■ What the task asks ■
Set down the rows below word for word, beginning at the first line and continuing through the line with "[0,0,300,167]". Omit the pictures.

===== Data for this exercise

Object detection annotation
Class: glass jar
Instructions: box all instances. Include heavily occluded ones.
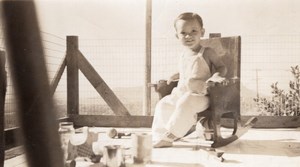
[58,122,75,161]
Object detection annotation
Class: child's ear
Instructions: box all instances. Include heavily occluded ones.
[201,28,205,37]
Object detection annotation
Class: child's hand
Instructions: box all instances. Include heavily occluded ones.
[167,73,179,85]
[206,74,226,83]
[167,77,178,85]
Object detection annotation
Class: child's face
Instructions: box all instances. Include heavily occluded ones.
[175,19,204,50]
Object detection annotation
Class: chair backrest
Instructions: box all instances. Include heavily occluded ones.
[201,36,241,79]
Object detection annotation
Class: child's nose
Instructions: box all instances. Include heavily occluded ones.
[185,34,191,38]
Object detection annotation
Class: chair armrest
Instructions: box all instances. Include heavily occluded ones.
[208,79,240,114]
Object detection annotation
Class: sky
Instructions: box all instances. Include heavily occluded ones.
[36,0,300,38]
[1,0,300,95]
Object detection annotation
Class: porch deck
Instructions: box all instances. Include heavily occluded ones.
[4,128,300,167]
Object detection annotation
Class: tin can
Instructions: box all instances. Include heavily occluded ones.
[132,133,152,164]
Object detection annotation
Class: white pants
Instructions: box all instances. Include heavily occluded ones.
[152,92,209,141]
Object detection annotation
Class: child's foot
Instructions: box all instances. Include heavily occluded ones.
[153,132,179,148]
[153,140,173,148]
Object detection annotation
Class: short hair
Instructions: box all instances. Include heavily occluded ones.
[174,12,203,28]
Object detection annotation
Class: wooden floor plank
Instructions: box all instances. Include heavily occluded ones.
[5,127,300,167]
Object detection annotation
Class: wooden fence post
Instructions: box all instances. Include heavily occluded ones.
[0,0,63,167]
[143,0,152,116]
[0,50,7,166]
[67,36,79,115]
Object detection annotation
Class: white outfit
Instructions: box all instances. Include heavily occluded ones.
[152,47,211,141]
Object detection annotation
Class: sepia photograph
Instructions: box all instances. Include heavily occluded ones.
[0,0,300,167]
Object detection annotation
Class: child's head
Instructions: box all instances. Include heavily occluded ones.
[174,13,205,49]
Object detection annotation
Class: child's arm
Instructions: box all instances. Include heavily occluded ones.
[205,49,227,82]
[167,73,179,85]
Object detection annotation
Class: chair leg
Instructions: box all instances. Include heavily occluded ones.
[212,115,257,148]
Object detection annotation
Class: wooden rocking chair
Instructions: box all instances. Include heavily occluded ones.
[155,36,257,148]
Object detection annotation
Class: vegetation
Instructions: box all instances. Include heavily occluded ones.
[254,65,300,116]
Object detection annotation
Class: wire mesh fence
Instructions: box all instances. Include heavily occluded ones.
[0,32,300,128]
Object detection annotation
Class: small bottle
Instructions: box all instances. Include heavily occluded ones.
[58,122,75,162]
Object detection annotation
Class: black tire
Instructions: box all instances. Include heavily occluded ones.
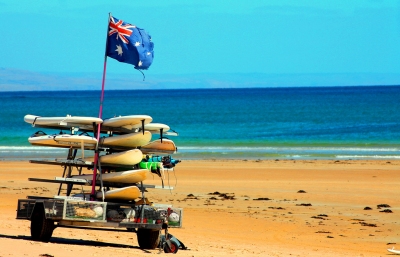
[136,228,161,249]
[31,205,54,242]
[164,240,179,253]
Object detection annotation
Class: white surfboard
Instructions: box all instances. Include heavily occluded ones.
[24,114,103,128]
[96,186,141,201]
[140,138,177,154]
[72,169,150,183]
[387,247,400,254]
[28,134,97,149]
[100,131,151,148]
[103,115,153,130]
[100,149,143,165]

==========

■ Written answer ■
Object detection annotation
Class: glass jar
Instructions: box all instances. Include heavily occluded ones.
[58,122,75,161]
Object detection annotation
Class: child's ear
Instructions: box all instances. Include heavily occluded ones.
[201,28,205,37]
Object detection annotation
Class: child's hand
Instructions: box all instances. Include heavily occluded ones.
[167,73,179,85]
[206,74,226,83]
[167,77,178,85]
Object detection annotation
Class: child's face
Instructions: box all instances. Include heavily occluded ones.
[175,19,204,50]
Object detection annotation
Class: chair backrest
Instructions: box all instances. Include heavily occluded ones.
[201,36,241,79]
Object detection annotation
Class: child's nose
Instructions: box all instances. Include heavily occluded ones.
[185,34,191,38]
Object detection annotation
Class: chair armrest
Instructions: box all instances. Include heavily occluded ones.
[208,79,240,114]
Object detection annotation
Class: sky
Instructions: box all instances. Include heavily occluded ones.
[36,0,300,38]
[1,0,300,95]
Object detection annotation
Class: porch deck
Instructions: box all instances. Include heavily occluded ones.
[4,128,300,167]
Object detection annotation
Class: tin can
Instructions: box all instances. Include heavily occluded ones.
[132,133,152,164]
Object detection annotation
Class: white pants
Instructions: box all instances. Include heavily occluded ones.
[152,92,209,141]
Object detection annotation
Class: child's foot
Instructions: box all instances. Include heavily occluded ones.
[153,132,179,148]
[153,140,173,148]
Object detection annotation
Class: short hair
Instructions: box all instances. Include heavily occluded ones.
[174,12,203,28]
Object detection annotation
Class: wooden floor plank
Instructions: box all instances. Include heavily occluded ones.
[5,127,300,167]
Object detection annotation
Class: wooden fence post
Instructions: box all instances. Include heavily occluded ones.
[0,0,63,167]
[143,0,152,116]
[0,50,7,166]
[67,36,79,115]
Object detection annotation
Class: white outfit
Instructions: box all instances. Include heavily occluded ones.
[152,47,211,141]
Object detection annotation
Class: sepia photograph
Instructions: box all instances. Include heavily occluded ones.
[0,0,300,167]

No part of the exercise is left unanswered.